(Task details): What lines of the data below include the word "correct"? Report them by copying each.

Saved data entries
####################
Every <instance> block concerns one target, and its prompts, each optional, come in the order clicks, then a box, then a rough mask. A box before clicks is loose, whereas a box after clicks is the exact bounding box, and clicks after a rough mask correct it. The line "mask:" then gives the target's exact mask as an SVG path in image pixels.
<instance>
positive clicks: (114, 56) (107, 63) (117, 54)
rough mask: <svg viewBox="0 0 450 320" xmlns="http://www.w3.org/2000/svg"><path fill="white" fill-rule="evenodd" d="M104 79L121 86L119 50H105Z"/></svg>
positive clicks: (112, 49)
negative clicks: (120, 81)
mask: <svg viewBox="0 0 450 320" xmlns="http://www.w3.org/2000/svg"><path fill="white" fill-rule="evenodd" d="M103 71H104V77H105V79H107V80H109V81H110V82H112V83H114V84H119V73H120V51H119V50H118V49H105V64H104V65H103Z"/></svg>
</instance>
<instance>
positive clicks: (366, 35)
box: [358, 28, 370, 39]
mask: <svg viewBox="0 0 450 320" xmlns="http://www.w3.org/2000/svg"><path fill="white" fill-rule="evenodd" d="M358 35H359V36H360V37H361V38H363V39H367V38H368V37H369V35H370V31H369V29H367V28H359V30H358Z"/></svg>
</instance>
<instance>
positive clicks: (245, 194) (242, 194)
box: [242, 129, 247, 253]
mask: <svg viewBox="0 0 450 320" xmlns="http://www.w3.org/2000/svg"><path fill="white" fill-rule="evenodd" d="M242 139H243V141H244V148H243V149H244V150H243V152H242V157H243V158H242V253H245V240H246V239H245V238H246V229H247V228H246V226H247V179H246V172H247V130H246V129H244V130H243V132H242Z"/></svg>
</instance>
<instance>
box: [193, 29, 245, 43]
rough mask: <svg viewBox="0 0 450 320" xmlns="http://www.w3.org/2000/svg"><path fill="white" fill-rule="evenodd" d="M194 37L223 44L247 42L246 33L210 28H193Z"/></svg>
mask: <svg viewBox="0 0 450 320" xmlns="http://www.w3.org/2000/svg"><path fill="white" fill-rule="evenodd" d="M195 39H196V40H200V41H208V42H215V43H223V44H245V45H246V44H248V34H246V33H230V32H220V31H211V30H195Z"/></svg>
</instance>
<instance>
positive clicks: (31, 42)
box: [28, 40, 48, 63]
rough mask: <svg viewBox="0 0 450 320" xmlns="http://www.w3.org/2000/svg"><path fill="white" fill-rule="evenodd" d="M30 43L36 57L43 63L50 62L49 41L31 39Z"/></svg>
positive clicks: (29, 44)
####################
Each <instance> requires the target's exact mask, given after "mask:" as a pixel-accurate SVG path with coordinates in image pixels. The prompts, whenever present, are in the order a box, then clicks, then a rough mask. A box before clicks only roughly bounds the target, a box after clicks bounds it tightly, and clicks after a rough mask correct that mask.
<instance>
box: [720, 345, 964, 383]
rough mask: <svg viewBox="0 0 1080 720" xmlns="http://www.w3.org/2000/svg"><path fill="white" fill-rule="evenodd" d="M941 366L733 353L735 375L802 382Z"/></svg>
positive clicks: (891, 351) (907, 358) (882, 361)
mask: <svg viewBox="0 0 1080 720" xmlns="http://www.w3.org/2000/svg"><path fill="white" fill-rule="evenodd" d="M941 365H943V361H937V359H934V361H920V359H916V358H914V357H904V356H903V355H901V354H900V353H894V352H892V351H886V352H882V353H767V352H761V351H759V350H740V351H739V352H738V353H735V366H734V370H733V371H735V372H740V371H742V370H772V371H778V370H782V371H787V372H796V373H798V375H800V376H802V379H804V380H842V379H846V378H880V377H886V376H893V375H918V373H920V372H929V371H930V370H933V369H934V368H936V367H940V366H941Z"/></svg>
####################
(Solution):
Every <instance> block concerns one target, and its prompts, each optional, come in the order clicks, then a box, then a rough mask. A box before clicks is loose, whereas a box after clicks is the exact bounding box, and clicks after a rough mask correct it. The line "mask:" then gives the target's exact mask as an SVG path in image pixels.
Each <instance> requires the target's exact mask, given after "mask:" as a pixel-accurate SVG path with coordinates in image pixels. The prompts, whenever present, are in the order a box, then clicks, then a rough mask. A box before clicks only roughly bounds the target, a box after clicks bounds it tightly, and clicks after a rough mask correct that mask.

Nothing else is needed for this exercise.